**DIRECTIVE:** Which lines in the material below contain the word "green"? Copy each of those lines in full, and match case exactly.

**DATA SUPPLIED:**
::::::::::
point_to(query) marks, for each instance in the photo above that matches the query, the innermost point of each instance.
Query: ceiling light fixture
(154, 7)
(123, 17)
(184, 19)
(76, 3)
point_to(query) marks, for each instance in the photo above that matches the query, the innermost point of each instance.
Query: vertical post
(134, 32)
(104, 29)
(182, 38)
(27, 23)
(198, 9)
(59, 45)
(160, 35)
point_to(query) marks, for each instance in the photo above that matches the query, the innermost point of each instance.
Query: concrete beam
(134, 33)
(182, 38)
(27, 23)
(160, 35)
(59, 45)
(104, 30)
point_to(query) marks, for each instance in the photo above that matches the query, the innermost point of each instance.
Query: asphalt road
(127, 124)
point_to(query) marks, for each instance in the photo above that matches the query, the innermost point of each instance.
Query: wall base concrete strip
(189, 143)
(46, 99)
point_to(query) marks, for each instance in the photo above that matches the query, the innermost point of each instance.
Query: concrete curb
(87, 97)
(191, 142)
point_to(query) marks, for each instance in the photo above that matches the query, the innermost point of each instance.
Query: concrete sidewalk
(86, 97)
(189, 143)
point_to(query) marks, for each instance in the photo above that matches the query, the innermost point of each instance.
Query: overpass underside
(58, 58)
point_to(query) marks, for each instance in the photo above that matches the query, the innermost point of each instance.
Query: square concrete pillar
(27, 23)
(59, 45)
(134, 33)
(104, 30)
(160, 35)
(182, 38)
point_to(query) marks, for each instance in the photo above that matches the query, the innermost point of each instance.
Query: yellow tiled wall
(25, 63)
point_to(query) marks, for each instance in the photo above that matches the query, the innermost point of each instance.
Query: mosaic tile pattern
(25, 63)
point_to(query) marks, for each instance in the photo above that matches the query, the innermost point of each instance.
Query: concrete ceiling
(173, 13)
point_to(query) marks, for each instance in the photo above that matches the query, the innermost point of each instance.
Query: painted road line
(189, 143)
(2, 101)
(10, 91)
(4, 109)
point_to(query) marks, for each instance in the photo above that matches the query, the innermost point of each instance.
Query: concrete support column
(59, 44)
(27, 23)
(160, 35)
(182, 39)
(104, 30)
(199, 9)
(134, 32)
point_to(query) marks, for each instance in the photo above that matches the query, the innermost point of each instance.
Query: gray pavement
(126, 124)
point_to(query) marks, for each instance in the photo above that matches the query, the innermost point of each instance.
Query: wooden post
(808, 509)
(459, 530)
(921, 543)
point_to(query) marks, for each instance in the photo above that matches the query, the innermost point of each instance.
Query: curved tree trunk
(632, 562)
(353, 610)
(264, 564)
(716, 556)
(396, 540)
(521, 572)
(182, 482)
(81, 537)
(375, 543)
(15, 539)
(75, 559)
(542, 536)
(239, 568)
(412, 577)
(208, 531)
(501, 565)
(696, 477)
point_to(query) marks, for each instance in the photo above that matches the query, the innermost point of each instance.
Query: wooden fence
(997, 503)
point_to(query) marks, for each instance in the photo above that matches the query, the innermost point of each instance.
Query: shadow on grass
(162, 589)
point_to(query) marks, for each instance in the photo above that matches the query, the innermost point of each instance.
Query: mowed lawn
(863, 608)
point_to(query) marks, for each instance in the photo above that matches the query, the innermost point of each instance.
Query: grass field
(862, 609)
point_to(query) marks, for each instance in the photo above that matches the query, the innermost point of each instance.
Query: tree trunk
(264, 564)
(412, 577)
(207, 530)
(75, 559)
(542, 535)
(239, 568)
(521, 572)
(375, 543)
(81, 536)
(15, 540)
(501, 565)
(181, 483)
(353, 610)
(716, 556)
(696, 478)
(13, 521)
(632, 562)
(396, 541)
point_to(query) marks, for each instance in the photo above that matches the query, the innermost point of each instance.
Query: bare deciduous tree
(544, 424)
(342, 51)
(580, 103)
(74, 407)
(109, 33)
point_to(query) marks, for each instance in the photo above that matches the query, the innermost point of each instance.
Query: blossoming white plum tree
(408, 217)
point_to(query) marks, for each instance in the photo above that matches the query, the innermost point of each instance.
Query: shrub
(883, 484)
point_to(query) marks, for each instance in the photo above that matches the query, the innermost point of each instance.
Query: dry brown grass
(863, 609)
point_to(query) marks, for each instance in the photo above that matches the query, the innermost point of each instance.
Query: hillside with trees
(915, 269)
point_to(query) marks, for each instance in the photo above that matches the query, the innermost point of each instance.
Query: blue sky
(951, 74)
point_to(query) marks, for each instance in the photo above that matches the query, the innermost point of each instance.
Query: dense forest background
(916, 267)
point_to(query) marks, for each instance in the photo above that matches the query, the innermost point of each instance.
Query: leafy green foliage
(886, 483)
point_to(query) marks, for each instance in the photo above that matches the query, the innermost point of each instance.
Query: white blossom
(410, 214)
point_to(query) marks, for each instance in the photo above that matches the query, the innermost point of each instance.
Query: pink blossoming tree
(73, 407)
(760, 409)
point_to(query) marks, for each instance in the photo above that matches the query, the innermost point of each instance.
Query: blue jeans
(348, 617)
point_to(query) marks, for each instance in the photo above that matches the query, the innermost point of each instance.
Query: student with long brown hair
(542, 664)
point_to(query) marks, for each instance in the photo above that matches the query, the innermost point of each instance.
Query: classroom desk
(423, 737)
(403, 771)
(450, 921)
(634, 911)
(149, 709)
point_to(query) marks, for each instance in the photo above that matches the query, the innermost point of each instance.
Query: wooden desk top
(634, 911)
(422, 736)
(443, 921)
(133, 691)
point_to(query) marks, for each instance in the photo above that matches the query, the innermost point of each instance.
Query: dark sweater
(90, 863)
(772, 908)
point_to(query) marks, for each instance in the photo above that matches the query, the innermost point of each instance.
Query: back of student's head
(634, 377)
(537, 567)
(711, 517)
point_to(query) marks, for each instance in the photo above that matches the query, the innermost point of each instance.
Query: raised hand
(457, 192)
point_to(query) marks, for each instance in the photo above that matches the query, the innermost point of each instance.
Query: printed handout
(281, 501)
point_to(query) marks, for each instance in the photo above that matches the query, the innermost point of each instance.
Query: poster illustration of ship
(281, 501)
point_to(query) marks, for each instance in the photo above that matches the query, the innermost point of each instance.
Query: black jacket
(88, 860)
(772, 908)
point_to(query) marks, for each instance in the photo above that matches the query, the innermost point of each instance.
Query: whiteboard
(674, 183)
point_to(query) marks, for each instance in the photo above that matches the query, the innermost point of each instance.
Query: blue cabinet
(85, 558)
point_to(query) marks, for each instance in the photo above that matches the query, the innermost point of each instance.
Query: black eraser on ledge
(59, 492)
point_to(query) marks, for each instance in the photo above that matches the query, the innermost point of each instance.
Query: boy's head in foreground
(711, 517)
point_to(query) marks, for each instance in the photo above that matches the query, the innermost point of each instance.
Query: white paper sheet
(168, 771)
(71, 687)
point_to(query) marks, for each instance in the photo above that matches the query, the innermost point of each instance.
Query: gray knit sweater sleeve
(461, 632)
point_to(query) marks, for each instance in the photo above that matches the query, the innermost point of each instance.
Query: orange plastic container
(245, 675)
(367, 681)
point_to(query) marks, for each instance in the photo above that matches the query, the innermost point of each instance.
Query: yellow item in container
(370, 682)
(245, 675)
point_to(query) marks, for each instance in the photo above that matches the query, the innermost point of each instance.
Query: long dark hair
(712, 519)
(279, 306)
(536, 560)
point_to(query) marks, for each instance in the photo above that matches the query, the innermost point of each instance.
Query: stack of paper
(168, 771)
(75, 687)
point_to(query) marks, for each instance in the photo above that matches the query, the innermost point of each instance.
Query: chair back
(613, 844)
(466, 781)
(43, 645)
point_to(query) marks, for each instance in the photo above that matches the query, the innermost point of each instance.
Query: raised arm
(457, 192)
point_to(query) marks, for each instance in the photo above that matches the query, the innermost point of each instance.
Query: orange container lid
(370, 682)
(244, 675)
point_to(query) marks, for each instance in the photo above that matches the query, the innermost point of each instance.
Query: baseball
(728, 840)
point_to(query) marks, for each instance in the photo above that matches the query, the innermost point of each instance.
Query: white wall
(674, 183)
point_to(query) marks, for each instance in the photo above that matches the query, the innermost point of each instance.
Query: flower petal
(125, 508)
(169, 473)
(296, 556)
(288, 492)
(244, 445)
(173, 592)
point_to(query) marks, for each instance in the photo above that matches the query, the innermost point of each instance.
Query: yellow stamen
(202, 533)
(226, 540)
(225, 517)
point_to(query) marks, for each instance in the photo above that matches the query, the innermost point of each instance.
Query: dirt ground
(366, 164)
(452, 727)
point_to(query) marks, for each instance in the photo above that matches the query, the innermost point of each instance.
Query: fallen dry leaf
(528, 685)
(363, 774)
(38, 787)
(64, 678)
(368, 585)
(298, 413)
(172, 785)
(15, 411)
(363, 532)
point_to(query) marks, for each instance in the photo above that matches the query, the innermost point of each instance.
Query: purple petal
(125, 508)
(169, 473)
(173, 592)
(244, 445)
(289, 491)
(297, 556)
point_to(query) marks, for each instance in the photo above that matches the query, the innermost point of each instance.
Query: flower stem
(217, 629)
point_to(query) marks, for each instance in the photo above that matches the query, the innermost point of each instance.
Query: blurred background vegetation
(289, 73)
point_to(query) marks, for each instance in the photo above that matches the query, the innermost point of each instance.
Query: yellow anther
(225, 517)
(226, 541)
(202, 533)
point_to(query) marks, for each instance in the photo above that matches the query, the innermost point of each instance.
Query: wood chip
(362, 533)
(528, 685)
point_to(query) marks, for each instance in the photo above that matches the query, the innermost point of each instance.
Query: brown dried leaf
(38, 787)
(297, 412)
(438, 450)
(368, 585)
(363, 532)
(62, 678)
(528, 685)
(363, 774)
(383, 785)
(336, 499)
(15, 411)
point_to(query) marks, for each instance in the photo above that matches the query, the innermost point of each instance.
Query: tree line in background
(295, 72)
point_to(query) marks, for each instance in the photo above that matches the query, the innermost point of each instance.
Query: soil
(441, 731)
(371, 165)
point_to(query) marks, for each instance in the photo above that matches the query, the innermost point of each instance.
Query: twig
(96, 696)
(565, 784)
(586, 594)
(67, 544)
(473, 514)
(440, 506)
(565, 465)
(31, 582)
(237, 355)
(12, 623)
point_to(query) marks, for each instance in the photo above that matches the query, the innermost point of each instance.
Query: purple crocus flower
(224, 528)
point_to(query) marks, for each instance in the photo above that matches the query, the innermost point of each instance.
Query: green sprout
::::::::::
**OUTPUT BELOW:**
Query: leafy green foliage
Query: green sprout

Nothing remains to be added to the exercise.